What is being asked: Please copy out each line of the entries in which "stainless" appears.

Available records:
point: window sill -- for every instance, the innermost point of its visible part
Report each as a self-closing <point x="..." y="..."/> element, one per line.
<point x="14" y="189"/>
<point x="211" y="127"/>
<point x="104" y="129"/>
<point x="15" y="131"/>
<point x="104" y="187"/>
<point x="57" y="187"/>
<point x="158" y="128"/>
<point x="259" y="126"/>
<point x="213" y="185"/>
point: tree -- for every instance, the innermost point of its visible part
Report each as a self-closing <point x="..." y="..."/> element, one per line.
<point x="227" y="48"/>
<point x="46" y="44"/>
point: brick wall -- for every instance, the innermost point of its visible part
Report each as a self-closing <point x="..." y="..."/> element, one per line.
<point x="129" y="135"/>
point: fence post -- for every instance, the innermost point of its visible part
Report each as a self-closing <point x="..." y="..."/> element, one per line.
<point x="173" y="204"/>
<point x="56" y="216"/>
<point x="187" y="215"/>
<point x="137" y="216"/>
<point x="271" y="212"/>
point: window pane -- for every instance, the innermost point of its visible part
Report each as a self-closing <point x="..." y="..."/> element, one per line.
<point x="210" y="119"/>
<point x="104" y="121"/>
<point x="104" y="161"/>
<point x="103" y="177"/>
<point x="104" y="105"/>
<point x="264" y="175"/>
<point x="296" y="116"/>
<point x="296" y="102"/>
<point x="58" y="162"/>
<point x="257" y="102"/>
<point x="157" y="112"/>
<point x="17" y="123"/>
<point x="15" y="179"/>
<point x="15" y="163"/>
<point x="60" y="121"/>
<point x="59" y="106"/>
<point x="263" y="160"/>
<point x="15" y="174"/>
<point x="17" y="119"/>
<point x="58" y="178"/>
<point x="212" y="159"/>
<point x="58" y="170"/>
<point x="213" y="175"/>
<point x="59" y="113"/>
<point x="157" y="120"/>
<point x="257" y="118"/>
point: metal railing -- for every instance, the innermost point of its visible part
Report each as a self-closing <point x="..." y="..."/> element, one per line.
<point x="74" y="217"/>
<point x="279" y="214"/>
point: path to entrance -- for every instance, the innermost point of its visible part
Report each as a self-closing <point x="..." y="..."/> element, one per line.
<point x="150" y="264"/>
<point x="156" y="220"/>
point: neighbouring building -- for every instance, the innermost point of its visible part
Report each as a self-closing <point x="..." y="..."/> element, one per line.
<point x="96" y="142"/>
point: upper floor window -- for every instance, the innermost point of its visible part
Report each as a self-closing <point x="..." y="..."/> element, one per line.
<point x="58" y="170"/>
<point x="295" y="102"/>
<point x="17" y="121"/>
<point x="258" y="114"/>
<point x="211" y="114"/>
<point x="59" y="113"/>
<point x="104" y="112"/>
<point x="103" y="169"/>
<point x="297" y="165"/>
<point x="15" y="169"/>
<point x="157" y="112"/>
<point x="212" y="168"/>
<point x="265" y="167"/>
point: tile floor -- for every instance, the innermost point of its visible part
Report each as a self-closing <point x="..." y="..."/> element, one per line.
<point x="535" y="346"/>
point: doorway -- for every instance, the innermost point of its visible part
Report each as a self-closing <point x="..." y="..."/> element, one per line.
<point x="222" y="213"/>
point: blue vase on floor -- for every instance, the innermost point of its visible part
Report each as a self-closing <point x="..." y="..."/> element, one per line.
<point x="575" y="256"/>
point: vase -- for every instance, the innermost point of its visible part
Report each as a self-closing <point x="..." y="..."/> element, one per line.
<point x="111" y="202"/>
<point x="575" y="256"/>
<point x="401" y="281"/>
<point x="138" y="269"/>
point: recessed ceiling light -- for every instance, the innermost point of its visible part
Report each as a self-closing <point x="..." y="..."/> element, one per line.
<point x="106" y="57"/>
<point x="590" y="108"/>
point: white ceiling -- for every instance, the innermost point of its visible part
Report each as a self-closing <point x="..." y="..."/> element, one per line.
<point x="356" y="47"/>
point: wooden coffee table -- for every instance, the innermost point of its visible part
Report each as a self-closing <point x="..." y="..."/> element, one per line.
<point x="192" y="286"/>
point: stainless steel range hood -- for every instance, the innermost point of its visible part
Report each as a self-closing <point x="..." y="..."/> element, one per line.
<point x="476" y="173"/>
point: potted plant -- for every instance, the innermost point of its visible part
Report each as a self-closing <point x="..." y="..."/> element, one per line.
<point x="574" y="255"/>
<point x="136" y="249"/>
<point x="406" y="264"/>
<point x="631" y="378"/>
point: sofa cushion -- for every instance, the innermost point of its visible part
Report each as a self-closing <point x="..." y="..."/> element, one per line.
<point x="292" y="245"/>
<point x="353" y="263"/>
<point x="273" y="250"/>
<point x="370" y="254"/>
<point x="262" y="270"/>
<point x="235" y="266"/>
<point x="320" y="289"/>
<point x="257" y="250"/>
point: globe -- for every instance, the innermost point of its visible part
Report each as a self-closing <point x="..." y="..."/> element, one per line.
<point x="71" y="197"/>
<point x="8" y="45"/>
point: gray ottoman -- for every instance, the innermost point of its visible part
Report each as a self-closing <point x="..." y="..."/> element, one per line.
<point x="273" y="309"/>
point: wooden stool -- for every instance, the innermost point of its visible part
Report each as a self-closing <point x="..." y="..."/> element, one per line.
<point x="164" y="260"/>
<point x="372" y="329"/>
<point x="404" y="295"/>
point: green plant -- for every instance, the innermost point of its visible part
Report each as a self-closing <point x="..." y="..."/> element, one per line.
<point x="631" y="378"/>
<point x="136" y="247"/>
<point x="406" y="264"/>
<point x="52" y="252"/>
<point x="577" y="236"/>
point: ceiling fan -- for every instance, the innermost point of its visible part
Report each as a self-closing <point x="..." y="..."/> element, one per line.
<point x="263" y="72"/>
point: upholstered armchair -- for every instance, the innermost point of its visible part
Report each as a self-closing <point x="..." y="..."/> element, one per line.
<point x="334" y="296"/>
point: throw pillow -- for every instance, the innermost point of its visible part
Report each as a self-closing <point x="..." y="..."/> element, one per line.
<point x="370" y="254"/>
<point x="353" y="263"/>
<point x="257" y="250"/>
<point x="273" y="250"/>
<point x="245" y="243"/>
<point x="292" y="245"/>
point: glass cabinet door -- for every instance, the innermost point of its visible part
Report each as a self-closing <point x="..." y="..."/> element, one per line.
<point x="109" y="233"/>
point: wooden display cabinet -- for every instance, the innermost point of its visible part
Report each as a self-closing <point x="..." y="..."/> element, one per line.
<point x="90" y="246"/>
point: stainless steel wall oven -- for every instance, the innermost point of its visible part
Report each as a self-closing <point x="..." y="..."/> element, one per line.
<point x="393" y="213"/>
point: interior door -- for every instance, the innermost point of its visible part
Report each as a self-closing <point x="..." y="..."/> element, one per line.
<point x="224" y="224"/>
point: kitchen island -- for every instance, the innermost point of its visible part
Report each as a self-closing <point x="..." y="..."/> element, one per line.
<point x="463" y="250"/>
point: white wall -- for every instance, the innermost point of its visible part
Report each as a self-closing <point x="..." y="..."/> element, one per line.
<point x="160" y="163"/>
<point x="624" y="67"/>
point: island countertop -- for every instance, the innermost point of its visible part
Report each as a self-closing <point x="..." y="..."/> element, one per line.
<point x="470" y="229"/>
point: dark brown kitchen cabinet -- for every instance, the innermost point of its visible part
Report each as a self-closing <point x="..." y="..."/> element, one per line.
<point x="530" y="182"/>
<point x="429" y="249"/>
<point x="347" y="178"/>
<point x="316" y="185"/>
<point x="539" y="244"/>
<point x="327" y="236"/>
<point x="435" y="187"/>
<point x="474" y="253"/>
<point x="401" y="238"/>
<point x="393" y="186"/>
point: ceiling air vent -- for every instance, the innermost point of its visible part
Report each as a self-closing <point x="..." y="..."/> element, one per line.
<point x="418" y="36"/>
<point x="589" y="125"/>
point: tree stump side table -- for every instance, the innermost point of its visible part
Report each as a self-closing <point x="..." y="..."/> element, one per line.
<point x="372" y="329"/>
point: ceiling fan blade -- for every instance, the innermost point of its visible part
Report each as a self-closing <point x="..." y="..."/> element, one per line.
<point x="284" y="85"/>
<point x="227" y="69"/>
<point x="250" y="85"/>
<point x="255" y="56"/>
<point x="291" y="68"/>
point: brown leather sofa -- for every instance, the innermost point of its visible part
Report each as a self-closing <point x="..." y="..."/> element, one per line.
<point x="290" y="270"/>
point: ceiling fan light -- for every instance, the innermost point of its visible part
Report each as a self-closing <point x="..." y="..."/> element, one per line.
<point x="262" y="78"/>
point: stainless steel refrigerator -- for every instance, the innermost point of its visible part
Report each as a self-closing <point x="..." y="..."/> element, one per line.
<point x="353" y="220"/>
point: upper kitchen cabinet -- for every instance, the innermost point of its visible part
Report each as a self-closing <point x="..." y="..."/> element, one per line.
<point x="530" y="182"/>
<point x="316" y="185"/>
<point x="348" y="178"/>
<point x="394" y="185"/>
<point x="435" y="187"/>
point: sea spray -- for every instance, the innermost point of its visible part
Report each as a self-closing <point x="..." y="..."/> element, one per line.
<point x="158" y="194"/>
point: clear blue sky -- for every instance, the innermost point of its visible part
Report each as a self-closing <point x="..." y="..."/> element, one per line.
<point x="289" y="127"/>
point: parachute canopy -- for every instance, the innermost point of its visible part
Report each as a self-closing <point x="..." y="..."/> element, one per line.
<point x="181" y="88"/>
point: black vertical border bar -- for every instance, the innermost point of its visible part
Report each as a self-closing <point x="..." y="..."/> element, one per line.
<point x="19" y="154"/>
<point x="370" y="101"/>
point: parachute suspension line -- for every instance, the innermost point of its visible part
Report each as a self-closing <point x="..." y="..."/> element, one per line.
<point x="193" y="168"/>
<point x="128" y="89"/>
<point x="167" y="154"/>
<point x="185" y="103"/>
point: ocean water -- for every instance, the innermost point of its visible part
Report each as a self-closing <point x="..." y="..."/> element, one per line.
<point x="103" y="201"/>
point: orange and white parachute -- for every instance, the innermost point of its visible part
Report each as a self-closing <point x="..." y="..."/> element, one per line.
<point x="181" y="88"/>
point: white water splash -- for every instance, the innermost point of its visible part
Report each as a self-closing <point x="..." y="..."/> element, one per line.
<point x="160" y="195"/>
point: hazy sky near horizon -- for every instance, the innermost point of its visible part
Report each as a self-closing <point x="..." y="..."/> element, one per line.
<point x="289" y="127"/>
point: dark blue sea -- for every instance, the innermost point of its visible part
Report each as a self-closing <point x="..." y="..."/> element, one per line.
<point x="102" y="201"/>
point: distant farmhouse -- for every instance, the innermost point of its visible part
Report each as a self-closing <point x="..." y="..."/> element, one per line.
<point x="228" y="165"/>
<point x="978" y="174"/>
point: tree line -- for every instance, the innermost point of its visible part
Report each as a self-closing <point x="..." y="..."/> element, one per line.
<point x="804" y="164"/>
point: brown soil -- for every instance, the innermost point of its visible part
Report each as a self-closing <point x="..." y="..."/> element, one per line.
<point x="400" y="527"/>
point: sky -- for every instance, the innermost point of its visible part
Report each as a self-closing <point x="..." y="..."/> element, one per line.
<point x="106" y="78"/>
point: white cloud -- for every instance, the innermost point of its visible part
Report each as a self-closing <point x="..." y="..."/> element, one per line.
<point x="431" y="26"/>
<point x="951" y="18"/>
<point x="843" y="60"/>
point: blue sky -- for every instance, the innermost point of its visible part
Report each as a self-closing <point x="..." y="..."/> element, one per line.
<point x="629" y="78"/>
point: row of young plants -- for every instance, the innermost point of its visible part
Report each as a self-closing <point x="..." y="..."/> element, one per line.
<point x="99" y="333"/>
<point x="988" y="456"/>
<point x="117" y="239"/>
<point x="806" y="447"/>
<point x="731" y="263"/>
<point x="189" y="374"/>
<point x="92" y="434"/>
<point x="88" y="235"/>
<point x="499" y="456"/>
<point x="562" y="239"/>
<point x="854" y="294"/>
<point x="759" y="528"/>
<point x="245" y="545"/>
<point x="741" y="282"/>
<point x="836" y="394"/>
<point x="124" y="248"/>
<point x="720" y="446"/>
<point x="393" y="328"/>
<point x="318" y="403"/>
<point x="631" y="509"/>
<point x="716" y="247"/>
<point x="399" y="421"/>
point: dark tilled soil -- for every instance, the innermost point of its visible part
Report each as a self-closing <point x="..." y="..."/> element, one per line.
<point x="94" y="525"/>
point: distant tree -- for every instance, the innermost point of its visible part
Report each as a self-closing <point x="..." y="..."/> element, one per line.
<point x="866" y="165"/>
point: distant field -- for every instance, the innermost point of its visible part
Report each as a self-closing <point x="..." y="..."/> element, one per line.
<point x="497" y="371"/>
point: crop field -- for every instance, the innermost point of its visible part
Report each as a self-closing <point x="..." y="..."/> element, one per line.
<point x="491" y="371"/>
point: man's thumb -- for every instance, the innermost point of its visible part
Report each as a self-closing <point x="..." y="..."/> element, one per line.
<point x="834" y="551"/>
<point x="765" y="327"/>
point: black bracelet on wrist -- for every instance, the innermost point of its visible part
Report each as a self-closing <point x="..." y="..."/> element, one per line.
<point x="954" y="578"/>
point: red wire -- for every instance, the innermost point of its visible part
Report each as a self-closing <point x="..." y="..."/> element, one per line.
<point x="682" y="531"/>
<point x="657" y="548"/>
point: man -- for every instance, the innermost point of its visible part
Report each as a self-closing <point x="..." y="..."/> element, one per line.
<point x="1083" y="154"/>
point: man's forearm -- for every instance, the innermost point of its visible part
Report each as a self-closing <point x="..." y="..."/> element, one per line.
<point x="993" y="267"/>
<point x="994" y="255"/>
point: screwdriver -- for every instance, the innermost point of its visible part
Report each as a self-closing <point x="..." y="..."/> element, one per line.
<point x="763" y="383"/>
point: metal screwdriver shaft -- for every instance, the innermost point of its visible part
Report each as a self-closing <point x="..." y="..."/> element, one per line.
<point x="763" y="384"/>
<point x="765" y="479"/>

Written solution:
point: stainless steel range hood -- for every instance, the innermost point of its visible part
point: stainless steel wall oven -- for every instance, the innermost point of its visible part
point: stainless steel refrigerator -- for every instance, the innermost point of its visible part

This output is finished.